STATED GOAL
Swap "Expected format" for "Required format" everywhere in the listing below, and give the whole listing back with nothing else changed.
───
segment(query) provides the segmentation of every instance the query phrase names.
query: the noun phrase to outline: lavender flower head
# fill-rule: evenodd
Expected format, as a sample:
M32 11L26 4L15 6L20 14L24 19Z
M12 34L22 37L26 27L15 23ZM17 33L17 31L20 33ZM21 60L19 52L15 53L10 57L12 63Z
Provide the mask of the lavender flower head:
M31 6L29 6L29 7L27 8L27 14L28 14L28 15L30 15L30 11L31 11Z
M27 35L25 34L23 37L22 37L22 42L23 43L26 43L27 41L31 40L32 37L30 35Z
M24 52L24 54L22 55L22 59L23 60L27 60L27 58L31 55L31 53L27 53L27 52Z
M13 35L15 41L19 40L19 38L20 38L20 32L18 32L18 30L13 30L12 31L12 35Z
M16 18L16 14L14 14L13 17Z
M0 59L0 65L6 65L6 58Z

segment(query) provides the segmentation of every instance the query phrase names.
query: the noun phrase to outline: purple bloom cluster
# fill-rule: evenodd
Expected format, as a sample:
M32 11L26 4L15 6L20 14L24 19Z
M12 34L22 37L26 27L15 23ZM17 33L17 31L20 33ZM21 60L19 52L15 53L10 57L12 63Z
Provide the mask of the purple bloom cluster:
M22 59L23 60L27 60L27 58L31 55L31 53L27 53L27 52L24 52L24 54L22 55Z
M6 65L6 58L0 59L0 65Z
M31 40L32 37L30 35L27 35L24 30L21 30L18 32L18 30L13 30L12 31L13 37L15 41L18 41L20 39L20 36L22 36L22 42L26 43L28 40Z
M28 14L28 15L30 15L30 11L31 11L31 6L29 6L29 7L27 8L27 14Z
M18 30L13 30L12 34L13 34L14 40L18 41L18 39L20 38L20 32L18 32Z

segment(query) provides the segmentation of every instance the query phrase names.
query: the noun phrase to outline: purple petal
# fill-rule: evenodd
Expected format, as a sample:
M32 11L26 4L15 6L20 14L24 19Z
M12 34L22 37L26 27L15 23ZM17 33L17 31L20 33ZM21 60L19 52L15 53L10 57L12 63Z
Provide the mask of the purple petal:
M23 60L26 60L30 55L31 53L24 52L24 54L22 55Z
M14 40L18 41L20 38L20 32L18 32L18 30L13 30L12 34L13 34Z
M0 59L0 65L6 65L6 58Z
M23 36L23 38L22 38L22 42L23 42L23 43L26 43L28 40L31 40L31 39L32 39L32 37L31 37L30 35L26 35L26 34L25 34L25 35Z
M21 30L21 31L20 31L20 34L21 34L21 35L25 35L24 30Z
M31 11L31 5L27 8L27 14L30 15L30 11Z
───
SOLUTION
segment(query) provides the segmentation of every instance the query phrase names.
query: the noun phrase to outline: lavender flower head
# fill-rule: evenodd
Required format, as a sample:
M32 11L26 4L15 6L20 14L24 19Z
M12 34L22 37L26 27L15 23ZM17 33L17 31L20 33ZM21 60L19 52L15 53L10 57L12 63Z
Provide the mask of the lavender flower head:
M31 6L29 6L29 7L27 8L27 14L28 14L28 15L30 15L30 11L31 11Z
M27 35L25 34L23 37L22 37L22 42L23 43L26 43L27 41L31 40L32 37L30 35Z
M24 52L24 54L22 55L22 59L23 60L27 60L27 58L31 55L31 53L27 53L27 52Z
M13 35L15 41L19 40L19 38L20 38L20 32L18 32L18 30L13 30L12 31L12 35Z
M16 18L16 14L14 14L13 17Z
M0 59L0 65L6 65L6 58Z

segment(query) provides the segmentation of every instance the query phrase names.
query: the noun phrase to outline: purple bloom cluster
# fill-rule: evenodd
Required format, as a sample:
M32 11L26 4L15 6L20 14L24 19Z
M12 34L22 37L26 27L15 23ZM17 33L17 31L20 33ZM21 60L19 52L15 53L10 57L12 63Z
Provide the mask of the purple bloom cluster:
M22 59L23 60L27 60L27 58L31 55L31 53L27 53L27 52L24 52L24 54L22 55Z
M6 65L6 58L0 59L0 65Z
M31 40L32 37L30 35L27 35L24 30L21 30L18 32L18 30L13 30L12 31L13 37L15 41L18 41L20 39L20 36L22 36L22 42L26 43L28 40Z
M28 14L28 15L30 15L30 11L31 11L31 6L29 6L29 7L27 8L27 14Z
M18 30L13 30L12 34L13 34L14 40L18 41L18 39L20 38L20 32L18 32Z

segment(query) provides the segmentation of every instance the query phrase names.
query: the noun phrase to outline: purple petal
# fill-rule: evenodd
Required format, as a sample:
M32 11L26 4L15 6L20 14L24 19Z
M12 34L22 37L26 27L15 23ZM17 33L17 31L20 33ZM21 60L19 52L15 53L10 57L12 63Z
Provide the mask of the purple petal:
M23 60L26 60L30 55L31 53L24 52L24 54L22 55Z
M14 40L18 41L20 38L20 32L18 32L18 30L13 30L12 34L13 34Z
M0 59L0 65L6 65L6 58Z
M23 36L23 38L22 38L22 42L23 42L23 43L26 43L28 40L31 40L31 39L32 39L32 37L31 37L30 35L26 35L26 34L25 34L25 35Z
M21 30L21 31L20 31L20 34L21 34L21 35L25 35L24 30Z
M31 11L31 5L27 8L27 14L30 15L30 11Z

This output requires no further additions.